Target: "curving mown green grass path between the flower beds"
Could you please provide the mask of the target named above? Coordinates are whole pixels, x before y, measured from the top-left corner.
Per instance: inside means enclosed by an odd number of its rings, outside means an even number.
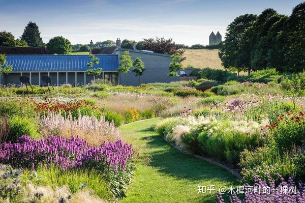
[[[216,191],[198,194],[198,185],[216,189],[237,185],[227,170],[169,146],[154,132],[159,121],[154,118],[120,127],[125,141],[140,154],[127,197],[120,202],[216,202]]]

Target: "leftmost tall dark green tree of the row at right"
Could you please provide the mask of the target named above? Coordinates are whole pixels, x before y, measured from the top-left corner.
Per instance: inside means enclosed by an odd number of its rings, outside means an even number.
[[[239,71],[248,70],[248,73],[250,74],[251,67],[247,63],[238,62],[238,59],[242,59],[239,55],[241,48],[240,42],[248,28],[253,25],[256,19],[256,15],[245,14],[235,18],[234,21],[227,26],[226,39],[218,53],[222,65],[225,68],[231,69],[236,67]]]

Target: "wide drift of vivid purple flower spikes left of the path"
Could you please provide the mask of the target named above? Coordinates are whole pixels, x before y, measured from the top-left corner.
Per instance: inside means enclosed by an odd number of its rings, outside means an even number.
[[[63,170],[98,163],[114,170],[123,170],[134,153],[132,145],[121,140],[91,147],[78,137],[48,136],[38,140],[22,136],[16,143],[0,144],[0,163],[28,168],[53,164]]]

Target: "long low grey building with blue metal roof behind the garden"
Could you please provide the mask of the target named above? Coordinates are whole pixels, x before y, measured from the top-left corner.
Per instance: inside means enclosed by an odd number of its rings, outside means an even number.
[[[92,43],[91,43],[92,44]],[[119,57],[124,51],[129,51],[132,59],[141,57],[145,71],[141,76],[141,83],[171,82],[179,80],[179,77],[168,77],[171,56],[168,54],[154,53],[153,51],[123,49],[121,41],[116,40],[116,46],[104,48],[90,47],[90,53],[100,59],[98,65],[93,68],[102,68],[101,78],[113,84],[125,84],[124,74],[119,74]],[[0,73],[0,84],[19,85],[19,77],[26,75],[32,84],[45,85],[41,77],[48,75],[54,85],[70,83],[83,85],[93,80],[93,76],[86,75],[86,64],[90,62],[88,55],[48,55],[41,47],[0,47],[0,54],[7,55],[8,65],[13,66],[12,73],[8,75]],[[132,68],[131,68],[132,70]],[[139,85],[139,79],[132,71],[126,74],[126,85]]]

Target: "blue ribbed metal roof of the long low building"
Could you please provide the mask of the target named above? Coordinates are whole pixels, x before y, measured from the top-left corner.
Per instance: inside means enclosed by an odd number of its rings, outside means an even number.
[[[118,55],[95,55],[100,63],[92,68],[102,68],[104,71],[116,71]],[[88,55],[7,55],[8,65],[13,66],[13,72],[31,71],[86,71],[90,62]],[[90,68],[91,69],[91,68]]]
────
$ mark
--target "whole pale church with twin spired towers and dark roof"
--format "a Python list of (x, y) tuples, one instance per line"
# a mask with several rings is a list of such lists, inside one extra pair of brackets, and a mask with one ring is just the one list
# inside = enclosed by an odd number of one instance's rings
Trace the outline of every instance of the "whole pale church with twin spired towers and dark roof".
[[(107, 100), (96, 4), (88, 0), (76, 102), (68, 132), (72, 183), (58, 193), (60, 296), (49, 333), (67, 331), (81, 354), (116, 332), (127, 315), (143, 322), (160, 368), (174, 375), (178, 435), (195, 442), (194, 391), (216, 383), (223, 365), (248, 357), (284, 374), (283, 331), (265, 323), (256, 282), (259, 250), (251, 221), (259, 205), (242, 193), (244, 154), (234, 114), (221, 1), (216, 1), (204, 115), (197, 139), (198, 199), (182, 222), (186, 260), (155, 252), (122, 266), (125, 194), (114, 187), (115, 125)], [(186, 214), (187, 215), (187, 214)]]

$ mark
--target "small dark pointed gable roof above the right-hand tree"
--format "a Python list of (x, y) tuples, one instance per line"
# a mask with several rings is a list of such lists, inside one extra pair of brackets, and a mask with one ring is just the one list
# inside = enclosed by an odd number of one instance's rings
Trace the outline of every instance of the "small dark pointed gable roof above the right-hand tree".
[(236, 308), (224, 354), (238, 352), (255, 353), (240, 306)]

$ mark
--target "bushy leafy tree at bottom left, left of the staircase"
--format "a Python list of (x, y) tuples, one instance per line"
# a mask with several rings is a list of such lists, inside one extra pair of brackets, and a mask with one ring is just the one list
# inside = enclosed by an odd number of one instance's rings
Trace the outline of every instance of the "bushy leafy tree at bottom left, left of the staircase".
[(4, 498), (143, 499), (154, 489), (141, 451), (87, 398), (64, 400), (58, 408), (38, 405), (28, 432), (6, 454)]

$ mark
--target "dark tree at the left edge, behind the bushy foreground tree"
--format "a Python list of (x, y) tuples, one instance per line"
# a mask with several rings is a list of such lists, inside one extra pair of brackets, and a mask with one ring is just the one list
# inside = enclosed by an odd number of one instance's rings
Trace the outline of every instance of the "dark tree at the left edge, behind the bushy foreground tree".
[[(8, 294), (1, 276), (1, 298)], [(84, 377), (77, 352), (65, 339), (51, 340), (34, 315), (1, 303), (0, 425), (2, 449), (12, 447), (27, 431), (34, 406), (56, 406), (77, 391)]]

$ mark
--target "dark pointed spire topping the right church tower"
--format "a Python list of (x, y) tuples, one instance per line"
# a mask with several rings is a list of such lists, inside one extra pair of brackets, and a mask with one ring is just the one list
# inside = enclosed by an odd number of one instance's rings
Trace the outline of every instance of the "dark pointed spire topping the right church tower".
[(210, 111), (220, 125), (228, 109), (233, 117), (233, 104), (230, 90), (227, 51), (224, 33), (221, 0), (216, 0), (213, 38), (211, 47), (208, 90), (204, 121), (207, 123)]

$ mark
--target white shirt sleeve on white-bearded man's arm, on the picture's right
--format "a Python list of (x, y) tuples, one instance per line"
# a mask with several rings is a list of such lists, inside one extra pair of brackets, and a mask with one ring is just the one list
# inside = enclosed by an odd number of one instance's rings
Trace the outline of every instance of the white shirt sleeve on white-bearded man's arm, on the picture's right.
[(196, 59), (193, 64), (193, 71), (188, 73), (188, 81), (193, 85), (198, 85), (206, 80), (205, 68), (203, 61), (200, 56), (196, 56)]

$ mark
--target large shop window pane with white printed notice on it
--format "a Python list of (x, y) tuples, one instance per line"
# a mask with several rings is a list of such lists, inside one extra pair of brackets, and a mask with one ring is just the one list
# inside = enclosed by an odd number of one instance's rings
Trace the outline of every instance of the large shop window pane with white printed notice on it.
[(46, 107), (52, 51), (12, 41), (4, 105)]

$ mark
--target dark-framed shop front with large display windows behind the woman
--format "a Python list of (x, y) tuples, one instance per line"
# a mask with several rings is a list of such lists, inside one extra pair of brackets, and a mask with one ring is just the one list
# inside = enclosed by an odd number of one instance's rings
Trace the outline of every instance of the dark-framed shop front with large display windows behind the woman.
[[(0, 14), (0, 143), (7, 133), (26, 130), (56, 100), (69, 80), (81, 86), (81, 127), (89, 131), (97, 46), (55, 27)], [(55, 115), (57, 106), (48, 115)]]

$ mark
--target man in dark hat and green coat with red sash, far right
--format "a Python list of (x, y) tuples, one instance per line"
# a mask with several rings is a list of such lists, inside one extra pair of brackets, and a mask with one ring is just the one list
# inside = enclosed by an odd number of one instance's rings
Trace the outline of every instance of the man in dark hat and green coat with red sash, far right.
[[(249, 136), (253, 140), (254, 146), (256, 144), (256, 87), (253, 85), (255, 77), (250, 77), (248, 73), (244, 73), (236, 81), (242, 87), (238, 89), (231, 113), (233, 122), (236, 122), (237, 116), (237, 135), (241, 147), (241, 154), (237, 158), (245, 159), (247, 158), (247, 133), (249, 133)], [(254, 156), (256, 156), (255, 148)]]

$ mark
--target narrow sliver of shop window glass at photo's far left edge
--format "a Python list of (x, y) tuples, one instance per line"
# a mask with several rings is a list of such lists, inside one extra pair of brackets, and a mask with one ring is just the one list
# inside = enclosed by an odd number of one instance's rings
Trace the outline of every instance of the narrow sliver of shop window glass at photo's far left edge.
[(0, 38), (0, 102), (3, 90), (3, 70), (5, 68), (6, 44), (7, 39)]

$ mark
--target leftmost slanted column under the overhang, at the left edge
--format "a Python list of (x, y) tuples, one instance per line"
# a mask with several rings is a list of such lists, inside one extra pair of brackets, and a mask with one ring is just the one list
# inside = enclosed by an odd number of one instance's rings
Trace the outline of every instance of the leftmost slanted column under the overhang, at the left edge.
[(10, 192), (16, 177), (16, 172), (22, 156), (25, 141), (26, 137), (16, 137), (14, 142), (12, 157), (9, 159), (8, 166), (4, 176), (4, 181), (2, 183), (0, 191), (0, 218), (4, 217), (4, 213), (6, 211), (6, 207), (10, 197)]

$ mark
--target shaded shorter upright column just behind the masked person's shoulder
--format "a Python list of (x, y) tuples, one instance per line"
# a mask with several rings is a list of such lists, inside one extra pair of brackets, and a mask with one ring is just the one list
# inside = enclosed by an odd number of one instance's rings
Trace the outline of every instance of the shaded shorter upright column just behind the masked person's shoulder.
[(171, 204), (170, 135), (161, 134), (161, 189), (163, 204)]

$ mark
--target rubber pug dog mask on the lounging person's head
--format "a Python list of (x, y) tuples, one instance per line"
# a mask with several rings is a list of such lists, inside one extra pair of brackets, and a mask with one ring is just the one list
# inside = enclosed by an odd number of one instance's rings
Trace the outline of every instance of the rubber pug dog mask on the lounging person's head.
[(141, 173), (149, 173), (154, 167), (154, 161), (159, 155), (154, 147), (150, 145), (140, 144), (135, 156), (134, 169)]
────
• What is needed
Check each line of the records for the word "flower", then state how many lines have it, as a number only.

• Answer to the exercise
2